REQUIRED ACTION: Among the lines below, a stretch begins at the one with "mark: the hi-vis jacket collar" and ends at the one with "mark: the man in yellow hi-vis jacket". Repeat that stretch exactly, ends included.

━━━━━━

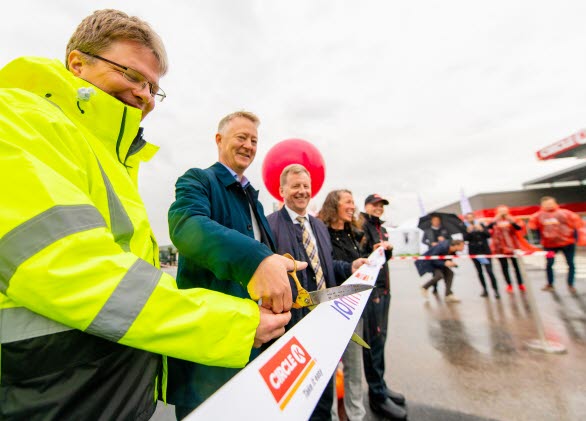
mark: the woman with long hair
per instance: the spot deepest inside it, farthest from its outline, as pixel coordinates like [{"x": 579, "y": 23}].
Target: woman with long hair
[{"x": 338, "y": 213}]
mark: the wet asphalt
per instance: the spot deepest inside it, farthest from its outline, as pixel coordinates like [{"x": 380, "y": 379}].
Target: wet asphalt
[{"x": 470, "y": 361}]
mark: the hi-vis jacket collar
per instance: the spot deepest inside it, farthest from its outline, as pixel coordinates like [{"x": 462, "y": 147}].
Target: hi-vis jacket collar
[{"x": 111, "y": 120}]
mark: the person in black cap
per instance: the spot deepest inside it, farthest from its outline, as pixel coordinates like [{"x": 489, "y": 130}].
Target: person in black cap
[{"x": 383, "y": 400}]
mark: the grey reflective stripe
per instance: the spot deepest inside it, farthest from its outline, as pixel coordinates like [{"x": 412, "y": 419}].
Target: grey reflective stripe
[
  {"x": 126, "y": 302},
  {"x": 19, "y": 323},
  {"x": 120, "y": 223},
  {"x": 30, "y": 237}
]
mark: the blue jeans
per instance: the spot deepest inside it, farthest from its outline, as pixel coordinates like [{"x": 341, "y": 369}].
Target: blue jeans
[{"x": 569, "y": 252}]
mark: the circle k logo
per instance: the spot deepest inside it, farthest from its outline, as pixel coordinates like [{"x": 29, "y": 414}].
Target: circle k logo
[{"x": 298, "y": 353}]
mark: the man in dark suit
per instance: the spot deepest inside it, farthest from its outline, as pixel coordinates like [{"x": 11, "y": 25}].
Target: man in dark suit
[
  {"x": 225, "y": 244},
  {"x": 306, "y": 238}
]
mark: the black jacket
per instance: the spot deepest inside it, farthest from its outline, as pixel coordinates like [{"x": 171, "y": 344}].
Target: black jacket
[
  {"x": 287, "y": 237},
  {"x": 346, "y": 243},
  {"x": 478, "y": 241},
  {"x": 431, "y": 235},
  {"x": 374, "y": 233}
]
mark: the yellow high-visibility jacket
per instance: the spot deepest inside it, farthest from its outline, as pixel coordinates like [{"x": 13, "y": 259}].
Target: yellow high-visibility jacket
[{"x": 84, "y": 308}]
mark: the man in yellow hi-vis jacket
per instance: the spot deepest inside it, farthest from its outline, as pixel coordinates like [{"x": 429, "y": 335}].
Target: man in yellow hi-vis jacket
[{"x": 84, "y": 309}]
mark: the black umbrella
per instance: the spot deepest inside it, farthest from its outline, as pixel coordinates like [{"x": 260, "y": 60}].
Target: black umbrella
[{"x": 450, "y": 222}]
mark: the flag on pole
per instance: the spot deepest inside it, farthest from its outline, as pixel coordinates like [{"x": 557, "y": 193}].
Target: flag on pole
[
  {"x": 421, "y": 207},
  {"x": 465, "y": 206}
]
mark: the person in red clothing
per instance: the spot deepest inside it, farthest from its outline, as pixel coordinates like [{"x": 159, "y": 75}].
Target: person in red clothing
[
  {"x": 557, "y": 229},
  {"x": 506, "y": 238}
]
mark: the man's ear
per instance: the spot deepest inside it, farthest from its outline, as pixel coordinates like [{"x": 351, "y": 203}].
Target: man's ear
[{"x": 75, "y": 62}]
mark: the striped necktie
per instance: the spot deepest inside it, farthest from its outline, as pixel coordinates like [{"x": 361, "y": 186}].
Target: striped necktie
[{"x": 311, "y": 251}]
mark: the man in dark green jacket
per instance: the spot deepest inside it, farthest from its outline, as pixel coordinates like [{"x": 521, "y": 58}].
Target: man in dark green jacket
[{"x": 225, "y": 244}]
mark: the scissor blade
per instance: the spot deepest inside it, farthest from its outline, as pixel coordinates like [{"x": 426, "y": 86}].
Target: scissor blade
[{"x": 328, "y": 294}]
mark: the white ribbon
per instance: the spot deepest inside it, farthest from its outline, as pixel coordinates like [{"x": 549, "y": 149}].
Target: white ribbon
[{"x": 286, "y": 381}]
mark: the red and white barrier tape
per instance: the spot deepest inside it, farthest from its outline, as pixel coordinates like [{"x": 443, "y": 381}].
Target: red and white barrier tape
[{"x": 474, "y": 256}]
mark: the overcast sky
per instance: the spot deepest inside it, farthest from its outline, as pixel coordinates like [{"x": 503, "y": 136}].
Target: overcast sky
[{"x": 402, "y": 98}]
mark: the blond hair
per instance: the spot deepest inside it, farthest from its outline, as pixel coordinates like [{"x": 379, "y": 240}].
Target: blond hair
[
  {"x": 292, "y": 169},
  {"x": 244, "y": 114},
  {"x": 97, "y": 32}
]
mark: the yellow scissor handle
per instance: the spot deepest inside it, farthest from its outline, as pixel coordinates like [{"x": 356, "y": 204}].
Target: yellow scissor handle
[{"x": 303, "y": 299}]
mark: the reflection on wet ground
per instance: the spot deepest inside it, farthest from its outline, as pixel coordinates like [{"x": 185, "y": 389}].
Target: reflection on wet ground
[
  {"x": 468, "y": 361},
  {"x": 472, "y": 357}
]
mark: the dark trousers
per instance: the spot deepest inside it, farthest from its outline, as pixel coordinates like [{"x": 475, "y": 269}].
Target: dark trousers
[
  {"x": 322, "y": 411},
  {"x": 439, "y": 273},
  {"x": 505, "y": 267},
  {"x": 488, "y": 268},
  {"x": 569, "y": 251},
  {"x": 376, "y": 318},
  {"x": 182, "y": 412}
]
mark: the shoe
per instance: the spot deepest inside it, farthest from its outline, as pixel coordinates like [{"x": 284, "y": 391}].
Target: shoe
[
  {"x": 388, "y": 409},
  {"x": 452, "y": 299},
  {"x": 396, "y": 397}
]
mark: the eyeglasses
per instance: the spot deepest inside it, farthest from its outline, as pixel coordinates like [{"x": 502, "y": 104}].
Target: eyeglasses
[{"x": 135, "y": 77}]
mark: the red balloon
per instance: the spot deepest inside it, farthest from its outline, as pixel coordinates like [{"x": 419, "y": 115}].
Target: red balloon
[{"x": 292, "y": 151}]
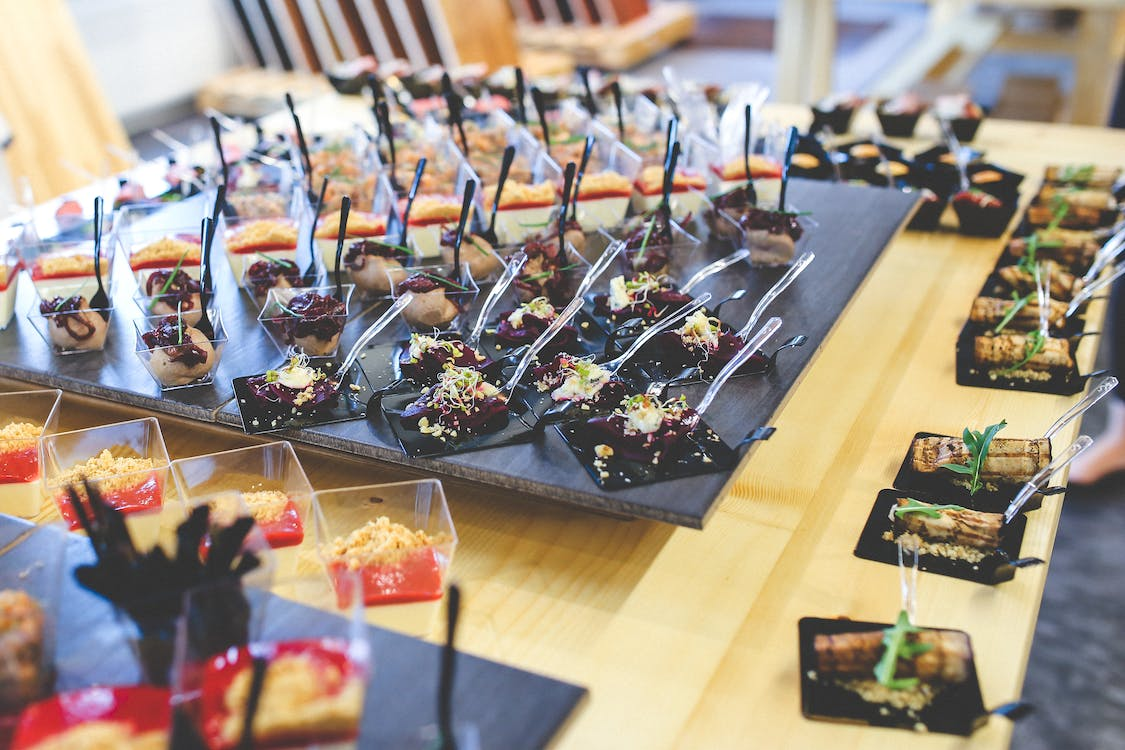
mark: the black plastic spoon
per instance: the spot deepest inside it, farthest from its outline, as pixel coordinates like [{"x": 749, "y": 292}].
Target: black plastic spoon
[
  {"x": 218, "y": 146},
  {"x": 207, "y": 236},
  {"x": 470, "y": 189},
  {"x": 311, "y": 270},
  {"x": 793, "y": 137},
  {"x": 456, "y": 111},
  {"x": 300, "y": 142},
  {"x": 448, "y": 676},
  {"x": 505, "y": 165},
  {"x": 521, "y": 95},
  {"x": 410, "y": 200},
  {"x": 750, "y": 192},
  {"x": 567, "y": 184},
  {"x": 383, "y": 114},
  {"x": 100, "y": 299},
  {"x": 590, "y": 102},
  {"x": 344, "y": 209},
  {"x": 537, "y": 98},
  {"x": 582, "y": 171},
  {"x": 615, "y": 91}
]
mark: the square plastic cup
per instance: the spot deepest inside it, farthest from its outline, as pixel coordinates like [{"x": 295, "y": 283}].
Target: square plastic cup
[
  {"x": 132, "y": 477},
  {"x": 69, "y": 265},
  {"x": 269, "y": 481},
  {"x": 30, "y": 578},
  {"x": 181, "y": 366},
  {"x": 248, "y": 241},
  {"x": 415, "y": 576},
  {"x": 25, "y": 417},
  {"x": 315, "y": 335},
  {"x": 443, "y": 308},
  {"x": 71, "y": 331}
]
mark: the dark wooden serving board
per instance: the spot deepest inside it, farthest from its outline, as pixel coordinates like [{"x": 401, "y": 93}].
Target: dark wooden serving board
[
  {"x": 853, "y": 226},
  {"x": 511, "y": 707}
]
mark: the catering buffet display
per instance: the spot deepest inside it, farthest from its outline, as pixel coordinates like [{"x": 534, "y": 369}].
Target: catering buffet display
[{"x": 576, "y": 289}]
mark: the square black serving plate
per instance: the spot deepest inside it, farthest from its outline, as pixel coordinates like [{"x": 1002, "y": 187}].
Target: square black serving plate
[
  {"x": 956, "y": 710},
  {"x": 993, "y": 569},
  {"x": 941, "y": 486},
  {"x": 260, "y": 417},
  {"x": 702, "y": 452},
  {"x": 1061, "y": 383},
  {"x": 417, "y": 445}
]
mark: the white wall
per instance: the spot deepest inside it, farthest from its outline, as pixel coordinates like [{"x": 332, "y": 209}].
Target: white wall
[{"x": 153, "y": 55}]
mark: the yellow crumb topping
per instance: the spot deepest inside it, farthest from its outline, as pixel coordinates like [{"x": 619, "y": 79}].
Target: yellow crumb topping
[
  {"x": 378, "y": 542},
  {"x": 168, "y": 250},
  {"x": 261, "y": 233},
  {"x": 69, "y": 264}
]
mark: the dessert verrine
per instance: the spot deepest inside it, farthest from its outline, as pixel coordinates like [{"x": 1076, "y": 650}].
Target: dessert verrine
[
  {"x": 524, "y": 208},
  {"x": 687, "y": 195},
  {"x": 71, "y": 325},
  {"x": 529, "y": 321},
  {"x": 440, "y": 297},
  {"x": 646, "y": 296},
  {"x": 394, "y": 562},
  {"x": 248, "y": 240},
  {"x": 461, "y": 403},
  {"x": 307, "y": 319},
  {"x": 581, "y": 380},
  {"x": 476, "y": 252},
  {"x": 361, "y": 225},
  {"x": 178, "y": 354},
  {"x": 424, "y": 358},
  {"x": 642, "y": 428},
  {"x": 312, "y": 695}
]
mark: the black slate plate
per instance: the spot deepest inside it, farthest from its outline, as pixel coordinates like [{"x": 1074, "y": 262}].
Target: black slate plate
[
  {"x": 942, "y": 486},
  {"x": 1061, "y": 382},
  {"x": 956, "y": 710},
  {"x": 993, "y": 569},
  {"x": 416, "y": 444},
  {"x": 259, "y": 416},
  {"x": 702, "y": 452}
]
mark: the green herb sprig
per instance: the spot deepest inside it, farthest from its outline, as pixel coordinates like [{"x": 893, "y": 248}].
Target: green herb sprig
[
  {"x": 897, "y": 645},
  {"x": 978, "y": 444},
  {"x": 930, "y": 511}
]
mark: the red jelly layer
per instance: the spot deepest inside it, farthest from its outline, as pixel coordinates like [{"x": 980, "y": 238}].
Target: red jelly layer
[
  {"x": 19, "y": 466},
  {"x": 144, "y": 708},
  {"x": 219, "y": 671},
  {"x": 146, "y": 495},
  {"x": 415, "y": 578},
  {"x": 287, "y": 530}
]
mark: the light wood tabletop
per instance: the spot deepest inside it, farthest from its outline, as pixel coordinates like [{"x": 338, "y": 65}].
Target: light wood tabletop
[{"x": 687, "y": 638}]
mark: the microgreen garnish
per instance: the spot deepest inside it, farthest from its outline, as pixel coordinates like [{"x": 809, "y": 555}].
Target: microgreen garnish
[
  {"x": 1035, "y": 343},
  {"x": 444, "y": 281},
  {"x": 279, "y": 261},
  {"x": 897, "y": 645},
  {"x": 977, "y": 443},
  {"x": 1018, "y": 304},
  {"x": 545, "y": 274},
  {"x": 932, "y": 511},
  {"x": 171, "y": 278}
]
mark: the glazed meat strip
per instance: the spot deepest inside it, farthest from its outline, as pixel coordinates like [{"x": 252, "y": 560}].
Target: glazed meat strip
[
  {"x": 1064, "y": 285},
  {"x": 855, "y": 654},
  {"x": 1009, "y": 459},
  {"x": 990, "y": 310},
  {"x": 1073, "y": 247},
  {"x": 969, "y": 527},
  {"x": 1009, "y": 349},
  {"x": 1087, "y": 174}
]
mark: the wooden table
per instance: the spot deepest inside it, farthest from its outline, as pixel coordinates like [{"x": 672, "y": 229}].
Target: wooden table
[{"x": 687, "y": 638}]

━━━━━━

SOLUTION:
mark: the hi-vis jacket collar
per instance: the spot deepest inside it, farthest from its outline, as pixel coordinates like [{"x": 462, "y": 147}].
Target: hi-vis jacket collar
[{"x": 111, "y": 120}]
mark: the person in black cap
per instance: the spot deepest inside it, farthest from its outline, as pixel coordinates like [{"x": 489, "y": 130}].
Target: person in black cap
[{"x": 383, "y": 400}]
mark: the grey reflective stripe
per instance: the spot deepest inside it, farthest from its outline, as pixel coordinates like [{"x": 412, "y": 419}].
Target: grey reflective stripe
[
  {"x": 126, "y": 302},
  {"x": 19, "y": 323},
  {"x": 120, "y": 223},
  {"x": 30, "y": 237}
]
mark: the blue jeans
per instance: the spot deepest inside it, farthest from its outline, as pixel coordinates like [{"x": 341, "y": 369}].
Target: blue jeans
[{"x": 569, "y": 252}]
mark: the circle k logo
per instance: the spot deepest inside it, farthest from its outline, as pixel coordinates like [{"x": 29, "y": 414}].
Target: circle k logo
[{"x": 298, "y": 353}]
mark: the man in dark suit
per instance: the spot deepest inside it, farthest from its outline, as pixel coordinates like [{"x": 11, "y": 25}].
Target: man in dark suit
[
  {"x": 225, "y": 244},
  {"x": 306, "y": 238}
]
mark: the black jacket
per instance: the spot deepest inside it, farthest from its outline, as pixel coordinates like [{"x": 171, "y": 344}].
Target: black jacket
[
  {"x": 287, "y": 237},
  {"x": 346, "y": 243},
  {"x": 478, "y": 241},
  {"x": 431, "y": 235},
  {"x": 374, "y": 233}
]
mark: the yellow high-visibility jacket
per instance: the spot deepest inside it, farthest from its outline, as pixel coordinates like [{"x": 13, "y": 259}].
Target: yellow high-visibility jacket
[{"x": 84, "y": 308}]
mark: the man in yellow hi-vis jacket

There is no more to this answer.